[WHAT YOU SHOULD DO]:
Copy the items below word for word, starting at the line that contains "mountain, one line per instance." and ending with the last line of the items.

### ENTRIES SUPPLIED ###

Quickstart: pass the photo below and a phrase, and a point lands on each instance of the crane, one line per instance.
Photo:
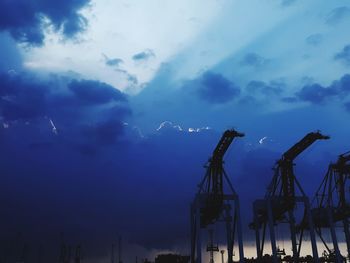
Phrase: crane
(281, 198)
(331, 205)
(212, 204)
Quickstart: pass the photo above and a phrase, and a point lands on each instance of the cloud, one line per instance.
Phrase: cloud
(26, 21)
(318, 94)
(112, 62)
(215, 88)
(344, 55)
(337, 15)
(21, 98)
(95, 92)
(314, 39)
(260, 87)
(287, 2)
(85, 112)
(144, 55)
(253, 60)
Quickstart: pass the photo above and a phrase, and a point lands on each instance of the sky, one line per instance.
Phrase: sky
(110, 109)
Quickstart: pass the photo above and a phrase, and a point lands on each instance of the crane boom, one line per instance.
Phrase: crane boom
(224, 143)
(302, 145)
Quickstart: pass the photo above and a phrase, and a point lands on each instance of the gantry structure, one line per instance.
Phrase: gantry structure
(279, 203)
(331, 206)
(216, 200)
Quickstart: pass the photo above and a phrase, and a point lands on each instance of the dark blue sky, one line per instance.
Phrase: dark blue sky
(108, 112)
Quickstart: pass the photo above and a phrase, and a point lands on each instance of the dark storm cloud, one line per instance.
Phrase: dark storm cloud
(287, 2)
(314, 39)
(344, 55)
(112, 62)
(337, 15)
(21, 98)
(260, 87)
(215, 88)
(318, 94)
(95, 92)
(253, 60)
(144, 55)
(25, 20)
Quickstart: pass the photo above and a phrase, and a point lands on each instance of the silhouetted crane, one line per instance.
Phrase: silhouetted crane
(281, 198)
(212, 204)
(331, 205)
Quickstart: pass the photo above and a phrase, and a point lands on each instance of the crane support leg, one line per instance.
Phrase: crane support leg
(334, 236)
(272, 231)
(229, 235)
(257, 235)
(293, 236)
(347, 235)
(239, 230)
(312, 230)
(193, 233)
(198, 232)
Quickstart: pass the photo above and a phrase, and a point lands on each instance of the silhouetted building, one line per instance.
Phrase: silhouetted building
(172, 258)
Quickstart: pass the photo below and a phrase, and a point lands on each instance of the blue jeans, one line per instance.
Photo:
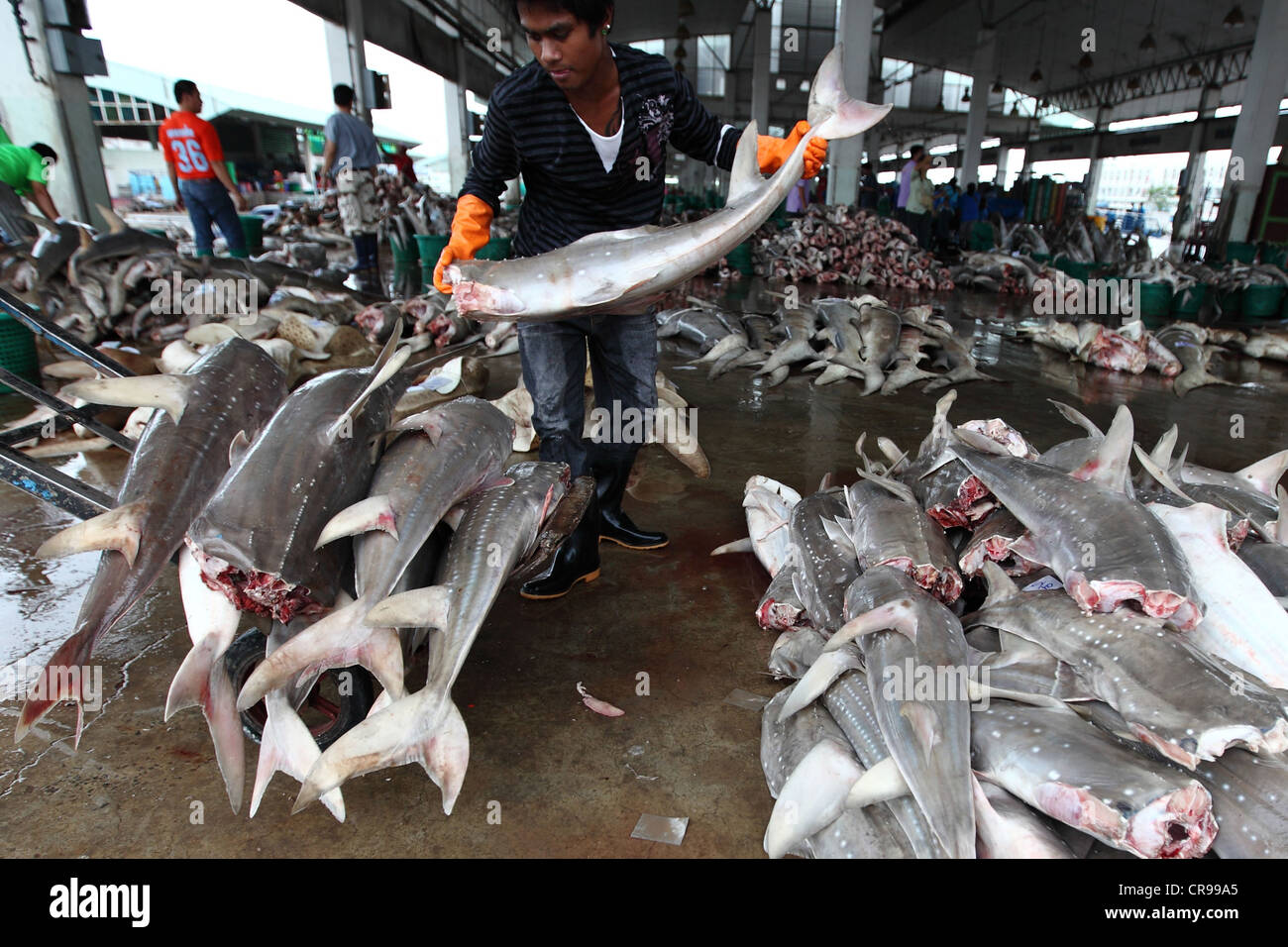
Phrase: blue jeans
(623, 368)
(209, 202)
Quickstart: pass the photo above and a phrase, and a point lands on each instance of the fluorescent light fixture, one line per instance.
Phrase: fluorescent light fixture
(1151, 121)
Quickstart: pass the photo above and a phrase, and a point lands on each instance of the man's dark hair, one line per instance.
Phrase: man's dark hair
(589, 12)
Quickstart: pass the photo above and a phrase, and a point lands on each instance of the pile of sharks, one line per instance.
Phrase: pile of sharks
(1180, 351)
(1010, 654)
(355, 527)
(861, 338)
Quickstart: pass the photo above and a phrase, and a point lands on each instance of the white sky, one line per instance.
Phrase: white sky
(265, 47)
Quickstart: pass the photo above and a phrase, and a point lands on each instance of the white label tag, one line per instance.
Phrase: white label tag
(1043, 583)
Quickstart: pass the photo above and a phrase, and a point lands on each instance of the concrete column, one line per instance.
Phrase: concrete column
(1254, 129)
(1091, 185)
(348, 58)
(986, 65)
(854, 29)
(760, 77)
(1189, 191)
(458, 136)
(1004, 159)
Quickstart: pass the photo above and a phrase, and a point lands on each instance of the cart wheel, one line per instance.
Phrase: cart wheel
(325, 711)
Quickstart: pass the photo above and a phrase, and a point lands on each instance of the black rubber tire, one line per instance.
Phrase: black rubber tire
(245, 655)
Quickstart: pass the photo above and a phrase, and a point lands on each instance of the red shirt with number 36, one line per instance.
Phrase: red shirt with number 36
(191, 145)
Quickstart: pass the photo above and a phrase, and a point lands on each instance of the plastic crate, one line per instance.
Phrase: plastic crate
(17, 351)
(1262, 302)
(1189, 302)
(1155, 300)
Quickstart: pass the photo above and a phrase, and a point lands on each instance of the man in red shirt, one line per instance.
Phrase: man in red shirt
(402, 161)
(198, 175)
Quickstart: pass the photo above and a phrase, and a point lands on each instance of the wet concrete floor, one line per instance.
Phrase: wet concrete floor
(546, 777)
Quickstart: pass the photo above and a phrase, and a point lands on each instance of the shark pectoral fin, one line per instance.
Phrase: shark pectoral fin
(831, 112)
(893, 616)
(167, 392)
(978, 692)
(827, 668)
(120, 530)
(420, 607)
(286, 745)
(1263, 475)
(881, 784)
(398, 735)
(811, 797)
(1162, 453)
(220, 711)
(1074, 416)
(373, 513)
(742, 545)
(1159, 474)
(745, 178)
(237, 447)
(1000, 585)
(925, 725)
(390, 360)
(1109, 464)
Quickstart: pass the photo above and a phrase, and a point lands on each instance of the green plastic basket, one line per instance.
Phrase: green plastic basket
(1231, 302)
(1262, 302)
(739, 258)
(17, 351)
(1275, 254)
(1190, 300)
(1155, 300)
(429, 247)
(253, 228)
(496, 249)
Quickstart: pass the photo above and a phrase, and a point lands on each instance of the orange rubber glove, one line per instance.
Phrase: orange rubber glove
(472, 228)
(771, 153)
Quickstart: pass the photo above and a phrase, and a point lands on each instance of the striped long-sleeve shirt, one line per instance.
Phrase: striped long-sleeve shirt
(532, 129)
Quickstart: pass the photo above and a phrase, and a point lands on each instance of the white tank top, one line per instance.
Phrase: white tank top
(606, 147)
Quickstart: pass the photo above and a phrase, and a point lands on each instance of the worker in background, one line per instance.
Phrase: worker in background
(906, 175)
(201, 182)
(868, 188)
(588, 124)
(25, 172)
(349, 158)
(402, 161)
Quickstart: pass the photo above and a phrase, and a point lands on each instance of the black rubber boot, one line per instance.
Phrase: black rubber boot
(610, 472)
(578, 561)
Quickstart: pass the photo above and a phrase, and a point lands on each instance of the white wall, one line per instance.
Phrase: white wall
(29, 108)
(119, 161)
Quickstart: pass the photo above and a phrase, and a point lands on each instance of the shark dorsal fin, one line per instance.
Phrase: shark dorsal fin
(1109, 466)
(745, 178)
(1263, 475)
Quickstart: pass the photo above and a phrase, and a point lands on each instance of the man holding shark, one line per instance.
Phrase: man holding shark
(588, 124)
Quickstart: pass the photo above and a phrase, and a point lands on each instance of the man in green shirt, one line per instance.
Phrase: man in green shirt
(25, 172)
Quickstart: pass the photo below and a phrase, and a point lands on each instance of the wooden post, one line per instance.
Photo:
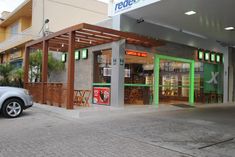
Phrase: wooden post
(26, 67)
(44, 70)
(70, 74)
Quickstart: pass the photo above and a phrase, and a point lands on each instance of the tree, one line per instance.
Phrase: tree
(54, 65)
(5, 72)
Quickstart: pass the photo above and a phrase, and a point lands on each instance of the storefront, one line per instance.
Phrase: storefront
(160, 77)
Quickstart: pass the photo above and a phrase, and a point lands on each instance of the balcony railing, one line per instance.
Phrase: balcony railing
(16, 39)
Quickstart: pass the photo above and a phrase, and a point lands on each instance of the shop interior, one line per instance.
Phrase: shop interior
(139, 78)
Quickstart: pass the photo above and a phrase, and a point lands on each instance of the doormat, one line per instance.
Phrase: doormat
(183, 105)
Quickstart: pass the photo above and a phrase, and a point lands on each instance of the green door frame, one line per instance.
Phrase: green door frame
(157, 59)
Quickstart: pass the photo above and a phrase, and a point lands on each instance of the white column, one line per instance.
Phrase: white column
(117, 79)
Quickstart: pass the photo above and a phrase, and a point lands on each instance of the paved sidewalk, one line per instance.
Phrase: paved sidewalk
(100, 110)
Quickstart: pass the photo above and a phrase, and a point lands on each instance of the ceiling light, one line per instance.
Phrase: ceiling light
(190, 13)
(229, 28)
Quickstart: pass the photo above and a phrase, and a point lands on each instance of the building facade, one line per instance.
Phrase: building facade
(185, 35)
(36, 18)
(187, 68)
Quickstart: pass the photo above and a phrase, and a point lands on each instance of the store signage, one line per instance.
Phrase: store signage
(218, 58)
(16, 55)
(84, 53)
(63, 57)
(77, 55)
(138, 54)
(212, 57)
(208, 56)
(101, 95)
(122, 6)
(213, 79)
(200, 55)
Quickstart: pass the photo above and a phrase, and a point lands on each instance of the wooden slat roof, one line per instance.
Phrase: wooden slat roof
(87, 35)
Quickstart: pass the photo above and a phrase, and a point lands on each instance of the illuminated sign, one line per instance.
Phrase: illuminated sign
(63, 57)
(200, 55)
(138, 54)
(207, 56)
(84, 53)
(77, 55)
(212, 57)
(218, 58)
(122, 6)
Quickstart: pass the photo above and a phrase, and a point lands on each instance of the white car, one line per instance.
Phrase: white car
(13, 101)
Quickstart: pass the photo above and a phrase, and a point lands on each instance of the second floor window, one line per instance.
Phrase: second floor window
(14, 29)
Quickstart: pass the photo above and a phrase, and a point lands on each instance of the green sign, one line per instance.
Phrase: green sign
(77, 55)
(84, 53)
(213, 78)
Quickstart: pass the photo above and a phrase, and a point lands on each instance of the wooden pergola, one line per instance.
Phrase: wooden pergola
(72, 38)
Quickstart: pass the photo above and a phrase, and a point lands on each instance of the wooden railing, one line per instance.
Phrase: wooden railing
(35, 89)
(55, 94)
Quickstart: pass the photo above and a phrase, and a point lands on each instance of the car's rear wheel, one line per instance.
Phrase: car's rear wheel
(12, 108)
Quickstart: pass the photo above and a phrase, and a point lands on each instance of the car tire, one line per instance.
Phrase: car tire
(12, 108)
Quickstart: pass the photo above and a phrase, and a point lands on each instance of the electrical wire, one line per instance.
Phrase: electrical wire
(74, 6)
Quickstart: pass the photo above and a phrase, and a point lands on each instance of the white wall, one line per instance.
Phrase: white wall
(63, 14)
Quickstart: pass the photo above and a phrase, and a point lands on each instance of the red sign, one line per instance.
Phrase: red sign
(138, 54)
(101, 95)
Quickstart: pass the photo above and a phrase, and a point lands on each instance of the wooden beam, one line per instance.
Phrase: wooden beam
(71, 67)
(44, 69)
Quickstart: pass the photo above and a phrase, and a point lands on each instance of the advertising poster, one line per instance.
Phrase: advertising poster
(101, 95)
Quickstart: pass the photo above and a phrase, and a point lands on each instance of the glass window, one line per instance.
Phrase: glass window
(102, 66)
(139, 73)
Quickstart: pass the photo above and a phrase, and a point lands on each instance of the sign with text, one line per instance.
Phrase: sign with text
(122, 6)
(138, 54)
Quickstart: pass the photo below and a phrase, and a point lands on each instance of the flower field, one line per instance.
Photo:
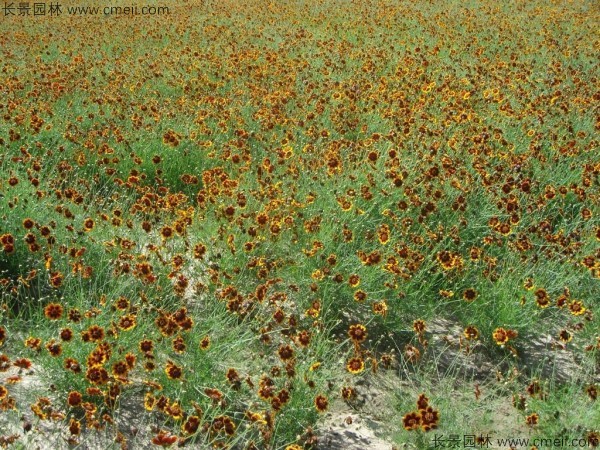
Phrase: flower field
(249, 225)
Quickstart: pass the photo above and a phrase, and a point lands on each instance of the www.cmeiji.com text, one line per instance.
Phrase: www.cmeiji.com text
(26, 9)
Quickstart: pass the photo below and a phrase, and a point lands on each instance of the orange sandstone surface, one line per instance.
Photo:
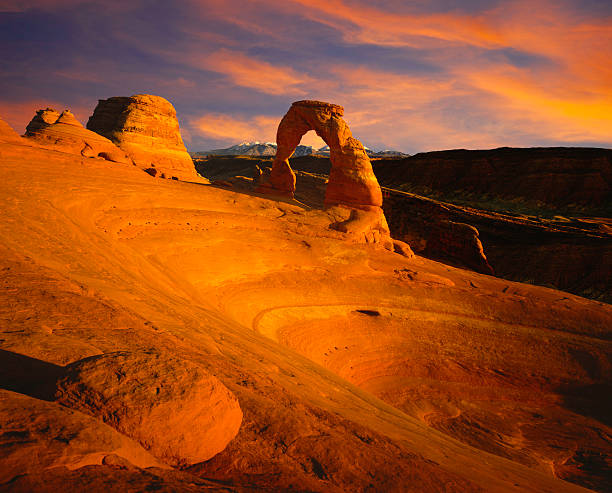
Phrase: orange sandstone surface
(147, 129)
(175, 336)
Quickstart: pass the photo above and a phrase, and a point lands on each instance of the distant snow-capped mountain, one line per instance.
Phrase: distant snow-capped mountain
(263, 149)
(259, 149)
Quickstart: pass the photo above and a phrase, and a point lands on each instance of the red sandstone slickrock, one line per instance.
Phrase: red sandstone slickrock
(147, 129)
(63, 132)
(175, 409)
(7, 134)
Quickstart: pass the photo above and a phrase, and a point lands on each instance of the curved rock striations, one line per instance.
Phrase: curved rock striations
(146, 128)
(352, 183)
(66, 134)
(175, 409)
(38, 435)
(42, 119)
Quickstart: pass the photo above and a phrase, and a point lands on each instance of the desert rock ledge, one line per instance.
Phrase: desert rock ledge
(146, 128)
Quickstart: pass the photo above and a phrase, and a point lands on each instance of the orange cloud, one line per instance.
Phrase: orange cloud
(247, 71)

###

[ANSWER]:
Quickstart: pass the photo above and a phrase, and a point lands on each instance of the distant snow-capped mountain, one line per instance.
Phrase: distant snow-capped mountain
(263, 149)
(259, 149)
Quickstart: pass the photo above and a phrase, and a point lands on each instance of the red sandstone slickrock, one line per instance.
Phrase: red sandstone slickrock
(147, 129)
(63, 132)
(175, 409)
(7, 134)
Quickstart: pass the photo above and a phrase, and a point lands on each instance of the curved rock striations, one line per instance.
Phrase: curved rock striations
(146, 128)
(352, 183)
(66, 134)
(175, 409)
(38, 435)
(42, 119)
Quickstart: pass the photo above and a phrase, and a point lands on each instance of the desert rock ledge, one line per instance.
Phrase: desert rock ledge
(146, 128)
Quickstart: pass the photo above and a phrase, and a point lands on each instance of the orange cloud, one line per instance.
Phrase: orange cloud
(247, 71)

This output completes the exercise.